» **Text provided**
Google wished me a happy birthday. Cool? Or frightening? I’m equally weirded out and pleased with their acknowledgement. I’ve gotten cards, texts, and Facebook posts. I’ve had a birthday lunch and a birthday drink. I’m certainly feeling showered in lovely remembrances from my community.
I’m 52 today. 5-2! I’m playing with a whole deck now. Before I start my year-long ’52 Pick Up,‘ I like to look back and see the well-worn 365 day path that led me to today. I enjoy spending my birthday in reflection and contemplation. I use my bday as the timely opportunity to get ready for the new year focus.
In reviewing my list of 2015 goals, I’m amused at how horrible I did on half of them. My areas of objectives were finances, health, creative, spiritual, career, travel, romance. Being the-glass-is-half-full gal, I’ll start with the good work I’ve done…
TRAVEL: A My objectives were a new state and a new country: Oregon and Germany.
HEALTH: A+ I’ve exceeded my objectives. I’m working out with Josh mostly three times a week. I’m taking 2 yoga classes a week. I am cooking. Those three words hold powerful meaning. It shows a major shift in my life. I’m learning to cook. AND I’m enjoying it. This week I learned how to pickle an onion. Me? Pickling an onion?? Crazy! And I continue to focus on wine reduction with mixed success.
CREATIVE: A+ I committed to seeing and reviewing 4 shows or less per week. At the end of the year, I’ll have seen 130. That’s down from 151 in 2014 and 247 in 2013. I’m balancing out my theatre work to focus on my own writing. With the extra time, I wrote a book called HAPPINESS THIS WAY. I’m editing it now but look for it to be available on Amazon in early 2016. 🙂
Now, the meh area…
SPIRITUAL: C Although I work daily on my spiritual life and practicing kindness, my focus was community worship. I didn’t do much with that.
CAREER: C I intended to do some career exploration. Instead, I moved the agency I work at. I call it my legacy move. It took years of convincing and raising money but I drove the process of moving out of a shabby, inadequate building into a professional office space. I’m pretty proud of it.
Lastly, the bad stuff…
FINANCE: D I had four financial objectives. I didn’t save enough in my short-term or 403(B). I didn’t pay an extra mortgage payment. And I didn’t carry through on all my philanthropic plan.
ROMANCE: F I did diddle-squat.
I woke up on this beautiful crisp December morning to the reality of the aging process. The first thing I did was get iced. I put ice on my neck, my back and my foot. On Thursday, I had strained my neck while doing push-ups. Since I was packing ice on that, I threw it under my back too. My back has been occasionally achy. I believe it’s related to my foot. I diagnosed myself off the internet as having a Jones Fracture in my left foot. I had it X-rayed on Tuesday. Apparently, I have arthritis in my big toe and a heel spur. That’s not even where the pain is. I must be walking irregularly to compensate these stupid afflictions and it’s affecting the side of my foot and my back.
After I got my frozen parts moving, I went to mass to listen for inspiration. The priest had a good sermon on being open to God’s plan for my life. He emphasized that I need to realize my prayers are always answered but not necessarily the way I want them to be. It’s powerful because that’s not only true of my relationship with God but with people too. People are also always there for me but not necessarily the way I want them to be. I’m happiest when I let go of expectations and embrace and appreciate each’s individualistic style.
Then, I walked over to one of the last standing book stores in Chicago to get a journal for 2016 goals and weekly musings. I picked “Live in Wonder” by Eric Saperston. He describes it as an interactive journal. On the top of each blank page is a quote and a question. The journal is to help ‘discover your highest truth and use your deepest gifts to make a positive difference as you manifest a life that you love.‘ His tagline is ‘life is a journey. live in wonder.‘ I read his intro over my annual egg nog latte. He echoed the priest about being open to life. I’m noodling on ‘ask yourself hard questions. To go anywhere, you first need to understand where you’ve come from and what you’re taking with you on your new adventure. More importantly, never be afraid to ask for help.‘
I’m ready to take on 52… starting now. My next quest is waiting right over there.
You are the same today as you’ll be in five years except for two things,
the books you read and the people you meet.

» **Problem to solve**
Which 2015 goal areas does the birthday reflection above grade, and what grade does each one receive?

» **Information given**
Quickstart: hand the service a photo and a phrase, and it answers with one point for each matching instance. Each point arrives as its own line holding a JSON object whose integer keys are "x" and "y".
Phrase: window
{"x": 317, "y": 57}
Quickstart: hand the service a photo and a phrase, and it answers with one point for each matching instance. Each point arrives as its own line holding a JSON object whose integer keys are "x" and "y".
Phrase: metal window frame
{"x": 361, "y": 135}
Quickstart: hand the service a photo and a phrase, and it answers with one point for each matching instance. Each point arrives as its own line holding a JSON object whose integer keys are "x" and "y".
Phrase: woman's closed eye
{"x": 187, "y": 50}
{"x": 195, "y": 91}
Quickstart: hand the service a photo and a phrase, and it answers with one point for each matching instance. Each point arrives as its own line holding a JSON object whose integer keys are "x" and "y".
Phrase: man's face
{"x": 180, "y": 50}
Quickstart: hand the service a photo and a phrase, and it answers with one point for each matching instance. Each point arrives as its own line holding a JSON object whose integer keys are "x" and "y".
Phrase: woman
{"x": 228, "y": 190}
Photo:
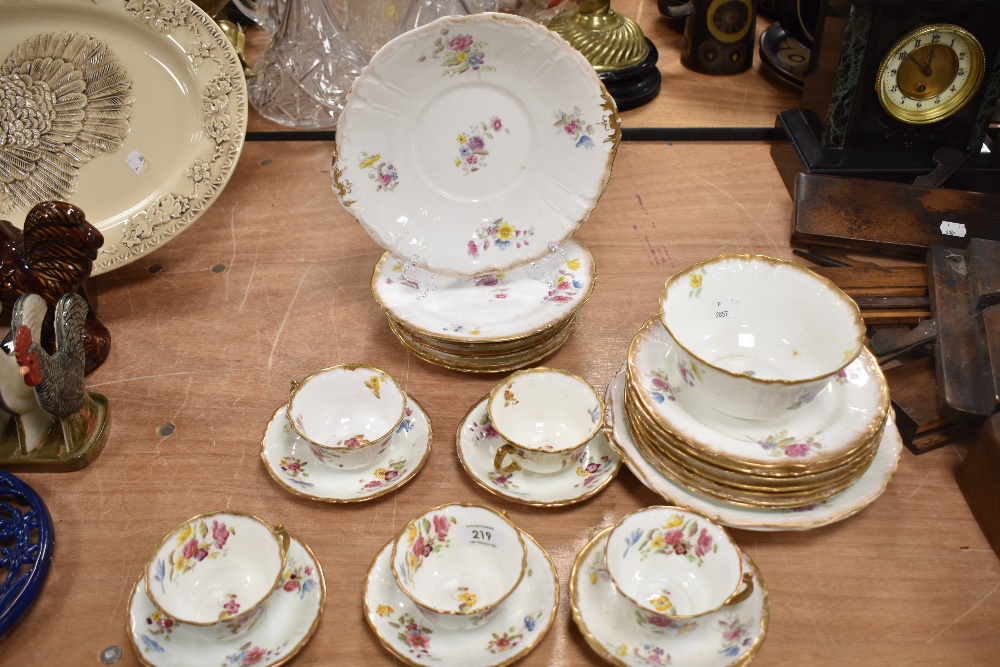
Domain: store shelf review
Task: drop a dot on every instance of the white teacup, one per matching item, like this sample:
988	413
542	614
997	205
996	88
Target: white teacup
347	414
458	563
545	417
215	573
758	336
674	565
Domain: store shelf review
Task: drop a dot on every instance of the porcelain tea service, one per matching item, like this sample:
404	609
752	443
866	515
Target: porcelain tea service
458	563
347	413
216	573
759	336
546	417
672	564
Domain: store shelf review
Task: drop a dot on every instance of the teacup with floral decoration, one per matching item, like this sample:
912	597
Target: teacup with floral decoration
545	417
458	563
347	413
215	573
758	337
674	565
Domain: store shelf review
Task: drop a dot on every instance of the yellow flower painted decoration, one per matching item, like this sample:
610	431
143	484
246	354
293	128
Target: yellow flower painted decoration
373	384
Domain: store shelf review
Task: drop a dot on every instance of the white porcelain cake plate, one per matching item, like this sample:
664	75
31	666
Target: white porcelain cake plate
478	444
286	627
490	307
836	508
471	144
187	125
845	415
513	631
291	463
726	638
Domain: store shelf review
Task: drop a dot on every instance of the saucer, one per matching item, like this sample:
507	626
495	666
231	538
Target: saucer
835	508
514	630
478	444
291	463
488	309
846	415
726	638
471	144
290	621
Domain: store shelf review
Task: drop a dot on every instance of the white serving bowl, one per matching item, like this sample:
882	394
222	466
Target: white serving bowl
458	563
347	414
758	336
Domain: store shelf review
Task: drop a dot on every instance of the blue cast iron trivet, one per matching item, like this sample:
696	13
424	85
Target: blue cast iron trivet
25	548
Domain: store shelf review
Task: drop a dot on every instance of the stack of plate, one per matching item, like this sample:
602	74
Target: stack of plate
496	322
472	149
799	458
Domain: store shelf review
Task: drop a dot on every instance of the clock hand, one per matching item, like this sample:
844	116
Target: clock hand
924	69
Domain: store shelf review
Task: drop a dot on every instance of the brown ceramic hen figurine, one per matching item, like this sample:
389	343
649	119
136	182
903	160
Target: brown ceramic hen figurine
53	256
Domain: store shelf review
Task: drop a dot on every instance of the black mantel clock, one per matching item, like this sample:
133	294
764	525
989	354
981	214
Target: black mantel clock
892	81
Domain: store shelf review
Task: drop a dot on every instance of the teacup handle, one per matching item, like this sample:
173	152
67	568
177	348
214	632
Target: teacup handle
286	539
504	450
740	596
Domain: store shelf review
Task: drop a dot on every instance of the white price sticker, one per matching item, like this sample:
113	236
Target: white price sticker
136	161
952	229
726	308
483	535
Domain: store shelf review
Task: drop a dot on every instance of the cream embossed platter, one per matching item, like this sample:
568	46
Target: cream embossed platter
473	143
142	133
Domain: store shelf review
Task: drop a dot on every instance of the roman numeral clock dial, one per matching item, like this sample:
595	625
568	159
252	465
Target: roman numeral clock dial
930	74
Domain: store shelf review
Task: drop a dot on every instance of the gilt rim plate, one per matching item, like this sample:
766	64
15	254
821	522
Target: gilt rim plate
472	144
170	136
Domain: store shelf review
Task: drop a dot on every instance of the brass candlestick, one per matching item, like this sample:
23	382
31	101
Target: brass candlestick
614	44
609	40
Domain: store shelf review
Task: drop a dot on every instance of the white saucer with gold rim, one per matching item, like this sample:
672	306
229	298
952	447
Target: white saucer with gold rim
608	622
835	508
478	443
294	613
516	628
291	463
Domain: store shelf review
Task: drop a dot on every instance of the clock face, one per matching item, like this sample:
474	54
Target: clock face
930	74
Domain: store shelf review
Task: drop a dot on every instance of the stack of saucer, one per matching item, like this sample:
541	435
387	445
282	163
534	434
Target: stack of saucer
473	166
742	437
490	323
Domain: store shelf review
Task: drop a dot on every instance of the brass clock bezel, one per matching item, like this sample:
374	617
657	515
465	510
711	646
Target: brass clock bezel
969	87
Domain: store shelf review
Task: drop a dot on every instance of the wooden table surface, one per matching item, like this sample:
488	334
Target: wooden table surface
273	282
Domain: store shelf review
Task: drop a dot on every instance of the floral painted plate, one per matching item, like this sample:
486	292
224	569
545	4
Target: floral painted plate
296	607
836	508
516	628
488	308
471	144
726	638
478	444
164	111
292	464
841	420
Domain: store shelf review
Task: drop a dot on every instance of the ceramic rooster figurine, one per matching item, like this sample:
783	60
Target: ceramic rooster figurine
57	378
17	399
53	256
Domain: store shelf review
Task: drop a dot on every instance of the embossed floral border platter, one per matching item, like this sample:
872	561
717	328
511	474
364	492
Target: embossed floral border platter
186	119
489	308
471	144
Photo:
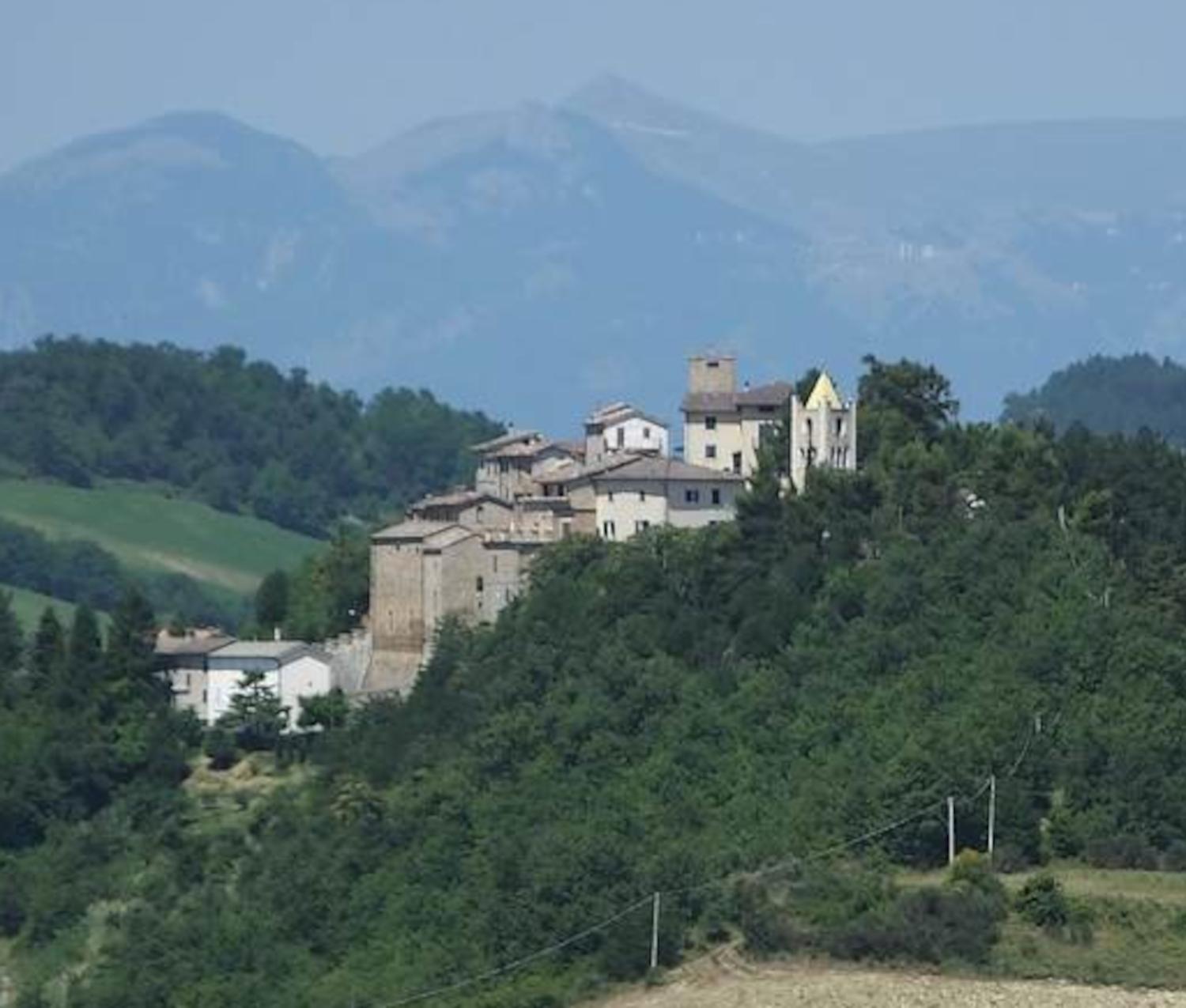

» **Response**
- Travel: A
- Health: A+
- Creative: A+
- Spiritual: C
- Career: C
- Finance: D
- Romance: F